Data entries:

------------

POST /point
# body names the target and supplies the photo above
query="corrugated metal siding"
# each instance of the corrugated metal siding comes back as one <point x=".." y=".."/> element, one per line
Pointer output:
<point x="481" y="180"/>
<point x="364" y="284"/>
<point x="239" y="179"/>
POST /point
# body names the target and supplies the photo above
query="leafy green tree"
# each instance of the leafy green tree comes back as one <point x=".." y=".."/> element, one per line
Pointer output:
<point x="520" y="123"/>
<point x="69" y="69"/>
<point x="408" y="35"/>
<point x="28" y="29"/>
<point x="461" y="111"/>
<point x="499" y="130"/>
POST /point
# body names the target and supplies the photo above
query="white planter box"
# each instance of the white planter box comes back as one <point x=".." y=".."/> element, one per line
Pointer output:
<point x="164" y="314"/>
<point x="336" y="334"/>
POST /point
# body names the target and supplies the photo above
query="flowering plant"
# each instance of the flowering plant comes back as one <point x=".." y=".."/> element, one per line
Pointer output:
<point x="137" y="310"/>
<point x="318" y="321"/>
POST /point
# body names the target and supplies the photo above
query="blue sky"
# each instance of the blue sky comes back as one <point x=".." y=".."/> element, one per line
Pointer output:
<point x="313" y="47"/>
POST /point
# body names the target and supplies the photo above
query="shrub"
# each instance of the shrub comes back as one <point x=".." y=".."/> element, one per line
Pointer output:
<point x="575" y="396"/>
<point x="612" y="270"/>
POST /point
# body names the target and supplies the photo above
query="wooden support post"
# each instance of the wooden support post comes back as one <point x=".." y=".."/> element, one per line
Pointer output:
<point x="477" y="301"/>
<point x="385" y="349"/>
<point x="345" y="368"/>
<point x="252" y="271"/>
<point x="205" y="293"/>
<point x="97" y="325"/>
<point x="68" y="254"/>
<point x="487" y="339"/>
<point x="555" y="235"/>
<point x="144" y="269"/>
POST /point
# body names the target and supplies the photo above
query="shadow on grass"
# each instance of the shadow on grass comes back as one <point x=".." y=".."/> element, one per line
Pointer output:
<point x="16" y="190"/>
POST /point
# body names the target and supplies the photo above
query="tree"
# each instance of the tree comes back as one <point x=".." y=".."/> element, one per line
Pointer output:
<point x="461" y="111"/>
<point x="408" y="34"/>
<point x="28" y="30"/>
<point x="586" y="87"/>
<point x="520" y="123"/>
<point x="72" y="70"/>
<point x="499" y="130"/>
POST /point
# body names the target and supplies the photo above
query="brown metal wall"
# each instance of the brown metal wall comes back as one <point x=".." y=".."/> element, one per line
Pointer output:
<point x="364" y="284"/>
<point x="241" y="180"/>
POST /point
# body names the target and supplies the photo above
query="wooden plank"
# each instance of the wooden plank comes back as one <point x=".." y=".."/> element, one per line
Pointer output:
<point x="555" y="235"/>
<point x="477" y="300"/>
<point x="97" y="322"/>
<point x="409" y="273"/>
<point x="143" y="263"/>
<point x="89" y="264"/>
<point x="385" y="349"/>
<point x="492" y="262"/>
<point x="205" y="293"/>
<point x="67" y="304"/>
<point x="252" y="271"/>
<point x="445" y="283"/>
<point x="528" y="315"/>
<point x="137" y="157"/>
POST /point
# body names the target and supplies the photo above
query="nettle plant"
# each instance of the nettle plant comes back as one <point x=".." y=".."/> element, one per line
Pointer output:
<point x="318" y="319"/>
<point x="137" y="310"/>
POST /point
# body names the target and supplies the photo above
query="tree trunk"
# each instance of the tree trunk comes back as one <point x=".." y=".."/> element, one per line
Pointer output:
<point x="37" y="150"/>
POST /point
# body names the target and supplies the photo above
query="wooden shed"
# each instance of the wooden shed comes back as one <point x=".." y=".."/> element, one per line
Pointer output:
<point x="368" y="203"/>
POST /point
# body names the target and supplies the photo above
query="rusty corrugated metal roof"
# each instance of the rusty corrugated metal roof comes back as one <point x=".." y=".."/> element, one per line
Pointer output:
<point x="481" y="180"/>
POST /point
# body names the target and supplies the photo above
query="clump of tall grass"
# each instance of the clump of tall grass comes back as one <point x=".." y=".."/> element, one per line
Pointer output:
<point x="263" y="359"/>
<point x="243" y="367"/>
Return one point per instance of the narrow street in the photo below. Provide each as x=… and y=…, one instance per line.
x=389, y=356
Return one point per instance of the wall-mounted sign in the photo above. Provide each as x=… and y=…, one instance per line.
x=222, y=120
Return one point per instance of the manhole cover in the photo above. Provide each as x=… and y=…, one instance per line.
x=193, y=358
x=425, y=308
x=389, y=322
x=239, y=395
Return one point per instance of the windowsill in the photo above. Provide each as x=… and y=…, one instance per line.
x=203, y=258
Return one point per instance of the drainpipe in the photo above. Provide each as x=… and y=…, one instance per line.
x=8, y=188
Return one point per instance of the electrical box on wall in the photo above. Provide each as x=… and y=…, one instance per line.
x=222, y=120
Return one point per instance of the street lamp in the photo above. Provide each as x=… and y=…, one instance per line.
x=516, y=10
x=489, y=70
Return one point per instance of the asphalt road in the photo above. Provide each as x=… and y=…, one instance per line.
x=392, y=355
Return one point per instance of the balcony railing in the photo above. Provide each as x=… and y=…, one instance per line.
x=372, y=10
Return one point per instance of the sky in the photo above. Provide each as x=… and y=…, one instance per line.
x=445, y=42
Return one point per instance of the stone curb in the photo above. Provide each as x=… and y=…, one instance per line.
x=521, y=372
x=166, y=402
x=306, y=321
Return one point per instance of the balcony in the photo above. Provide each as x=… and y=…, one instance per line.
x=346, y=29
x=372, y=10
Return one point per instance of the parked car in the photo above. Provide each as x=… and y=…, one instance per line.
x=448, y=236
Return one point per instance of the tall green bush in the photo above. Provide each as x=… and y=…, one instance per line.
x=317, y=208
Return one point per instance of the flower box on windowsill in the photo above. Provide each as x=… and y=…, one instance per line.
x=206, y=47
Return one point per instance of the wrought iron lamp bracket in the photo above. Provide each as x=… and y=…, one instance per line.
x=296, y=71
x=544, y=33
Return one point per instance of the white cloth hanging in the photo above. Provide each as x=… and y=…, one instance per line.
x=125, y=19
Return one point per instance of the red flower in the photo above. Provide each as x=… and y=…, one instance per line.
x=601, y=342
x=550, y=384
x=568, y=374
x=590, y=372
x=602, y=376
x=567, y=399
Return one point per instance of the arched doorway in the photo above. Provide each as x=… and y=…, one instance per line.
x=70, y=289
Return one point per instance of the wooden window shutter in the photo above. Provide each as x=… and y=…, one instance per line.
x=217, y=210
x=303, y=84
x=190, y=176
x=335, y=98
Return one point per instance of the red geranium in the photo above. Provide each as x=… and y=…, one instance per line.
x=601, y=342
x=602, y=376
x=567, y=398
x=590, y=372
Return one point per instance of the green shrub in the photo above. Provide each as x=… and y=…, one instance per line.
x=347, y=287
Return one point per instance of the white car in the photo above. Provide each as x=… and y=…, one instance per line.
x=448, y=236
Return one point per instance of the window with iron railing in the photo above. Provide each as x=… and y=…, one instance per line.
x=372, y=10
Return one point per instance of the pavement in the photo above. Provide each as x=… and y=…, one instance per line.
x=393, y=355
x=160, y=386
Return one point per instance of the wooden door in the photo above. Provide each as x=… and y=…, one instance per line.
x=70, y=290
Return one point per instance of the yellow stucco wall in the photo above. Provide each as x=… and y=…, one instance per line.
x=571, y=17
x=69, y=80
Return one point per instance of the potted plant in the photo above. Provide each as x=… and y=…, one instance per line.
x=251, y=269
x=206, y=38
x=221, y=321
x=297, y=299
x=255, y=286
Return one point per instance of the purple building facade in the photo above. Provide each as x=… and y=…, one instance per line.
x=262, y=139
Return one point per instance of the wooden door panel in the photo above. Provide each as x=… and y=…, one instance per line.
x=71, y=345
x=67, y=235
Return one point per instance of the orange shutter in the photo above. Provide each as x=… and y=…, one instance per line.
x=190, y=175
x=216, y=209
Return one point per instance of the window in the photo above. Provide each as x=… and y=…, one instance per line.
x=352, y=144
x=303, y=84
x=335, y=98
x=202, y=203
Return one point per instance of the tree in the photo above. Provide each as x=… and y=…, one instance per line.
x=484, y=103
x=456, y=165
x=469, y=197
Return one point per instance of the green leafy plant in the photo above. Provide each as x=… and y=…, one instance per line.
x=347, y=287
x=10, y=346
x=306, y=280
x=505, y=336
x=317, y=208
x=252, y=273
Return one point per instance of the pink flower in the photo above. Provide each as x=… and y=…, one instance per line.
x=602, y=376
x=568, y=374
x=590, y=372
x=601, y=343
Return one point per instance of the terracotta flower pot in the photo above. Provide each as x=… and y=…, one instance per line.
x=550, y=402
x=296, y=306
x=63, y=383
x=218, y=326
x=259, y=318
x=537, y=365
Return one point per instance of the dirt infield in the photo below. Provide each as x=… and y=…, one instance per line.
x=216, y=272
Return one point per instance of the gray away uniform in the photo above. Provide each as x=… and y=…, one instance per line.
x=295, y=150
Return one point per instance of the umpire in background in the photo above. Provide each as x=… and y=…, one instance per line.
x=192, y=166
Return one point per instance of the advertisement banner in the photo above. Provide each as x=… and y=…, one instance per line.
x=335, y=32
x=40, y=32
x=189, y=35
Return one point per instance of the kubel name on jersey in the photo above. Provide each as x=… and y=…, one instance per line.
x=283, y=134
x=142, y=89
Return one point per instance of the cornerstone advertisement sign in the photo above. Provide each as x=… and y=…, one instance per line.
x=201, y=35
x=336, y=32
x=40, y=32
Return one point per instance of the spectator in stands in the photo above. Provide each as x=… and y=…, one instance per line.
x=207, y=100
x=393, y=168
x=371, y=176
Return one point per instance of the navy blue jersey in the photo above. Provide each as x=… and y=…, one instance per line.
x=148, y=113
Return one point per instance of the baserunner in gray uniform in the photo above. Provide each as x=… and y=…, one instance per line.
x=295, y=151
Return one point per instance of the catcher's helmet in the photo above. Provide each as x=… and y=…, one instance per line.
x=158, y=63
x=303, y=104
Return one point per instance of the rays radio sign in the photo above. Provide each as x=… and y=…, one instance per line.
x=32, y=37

------------

What is being asked - Rewrite the stretch of the listing from the line containing "Return one point per instance of the spectator" through the end of the listing as a JSON list of strings, one string per line, omitting blank lines.

Task result -
[
  "Return one point per instance of the spectator in stands in the photo above. Provide each as x=… and y=…, one instance per line.",
  "x=207, y=100",
  "x=393, y=168",
  "x=371, y=176",
  "Return one point per instance of the navy blue jersey in the photo above. Provide each as x=… and y=…, one instance per line.",
  "x=148, y=113",
  "Return one point per instance of the baserunner in gray uniform in the photo above. Provide each as x=… and y=…, one instance per line.",
  "x=295, y=151",
  "Return one point per instance of the catcher's helmet in the photo above. Provide each as x=… and y=…, one instance per line.",
  "x=158, y=63",
  "x=303, y=104",
  "Return one point per instance of the rays radio sign in the photo above. Provide each as x=… and y=…, one instance per line.",
  "x=32, y=37"
]